(YOUR GOAL):
Copy every entry exactly as it reads and exclude whatever pictures appear.

[Opening RECORDS PROVIDED section]

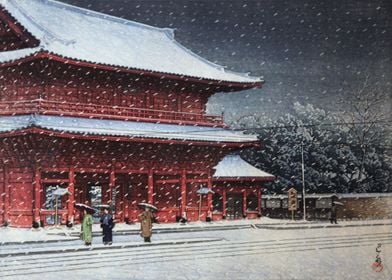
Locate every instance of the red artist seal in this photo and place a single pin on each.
(377, 265)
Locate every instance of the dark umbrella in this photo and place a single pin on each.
(81, 207)
(147, 205)
(104, 206)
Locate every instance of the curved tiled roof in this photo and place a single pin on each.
(85, 35)
(130, 129)
(233, 166)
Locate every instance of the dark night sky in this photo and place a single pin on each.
(307, 51)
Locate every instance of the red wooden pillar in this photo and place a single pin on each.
(209, 196)
(244, 202)
(259, 199)
(150, 190)
(6, 194)
(183, 193)
(71, 195)
(224, 213)
(37, 195)
(112, 185)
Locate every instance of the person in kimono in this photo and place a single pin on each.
(107, 225)
(86, 233)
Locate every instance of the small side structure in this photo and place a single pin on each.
(237, 187)
(318, 206)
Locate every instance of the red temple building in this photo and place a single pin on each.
(113, 111)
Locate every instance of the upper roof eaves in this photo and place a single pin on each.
(85, 35)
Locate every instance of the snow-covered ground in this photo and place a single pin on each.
(247, 253)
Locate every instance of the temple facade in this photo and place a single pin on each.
(113, 112)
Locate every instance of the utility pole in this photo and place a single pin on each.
(303, 179)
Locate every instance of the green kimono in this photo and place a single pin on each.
(87, 230)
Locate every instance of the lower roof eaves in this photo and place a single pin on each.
(130, 129)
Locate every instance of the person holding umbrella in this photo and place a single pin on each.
(146, 218)
(87, 228)
(107, 225)
(86, 231)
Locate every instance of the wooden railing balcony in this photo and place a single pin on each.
(57, 108)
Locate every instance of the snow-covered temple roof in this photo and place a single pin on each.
(76, 33)
(86, 126)
(233, 166)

[Closing RECORDS PROVIDED section]

(WRITTEN REPLY):
Locate every instance of the red artist seal in this photo and place a single pin on each.
(377, 265)
Locate every instance of the dark umbrella in this photo and place a single pin on each.
(81, 207)
(147, 205)
(104, 206)
Locate every instance of the curved tiled roof in this photo and place a single pin on each.
(85, 35)
(130, 129)
(233, 166)
Locate every instance of the dark night sky in this photo and place a single pin on each.
(307, 51)
Locate every instance of the red wooden pillar in this photo and place a single pin on each.
(209, 196)
(244, 202)
(259, 199)
(150, 190)
(6, 194)
(183, 193)
(71, 195)
(224, 213)
(37, 195)
(112, 185)
Locate every instance of the person in kimono in this photo and place a single pin on each.
(107, 225)
(86, 233)
Locate every instance of the small side structure in this photo and place a single pin on each.
(237, 187)
(318, 206)
Locate every instance of the red temple building in this photo and place a single pin on each.
(113, 111)
Locate every instance of the upper roof eaves in this photo and place a single pin on each.
(85, 35)
Locate every instance of the snow-covered ground in this photo and place a single pin on each.
(247, 253)
Locate every instance of the temple facade in this photo and place a single pin on each.
(113, 112)
Locate every instance of the utility pole in this photo and place a single pin on each.
(303, 179)
Locate every instance of the green kimono in this photo and place a single pin on each.
(87, 230)
Locate every instance of the lower roof eaves in this photo and place a single pin on each.
(130, 129)
Locate every instance of the person holding umbrella in this photo and place a single pin on each.
(146, 218)
(87, 228)
(107, 225)
(86, 231)
Locate every instance of the wooden railing balcony in this photo and place a single pin on each.
(57, 108)
Locate every instance of the snow-covered temple roof in this photo and place a single pin on each.
(76, 33)
(86, 126)
(233, 166)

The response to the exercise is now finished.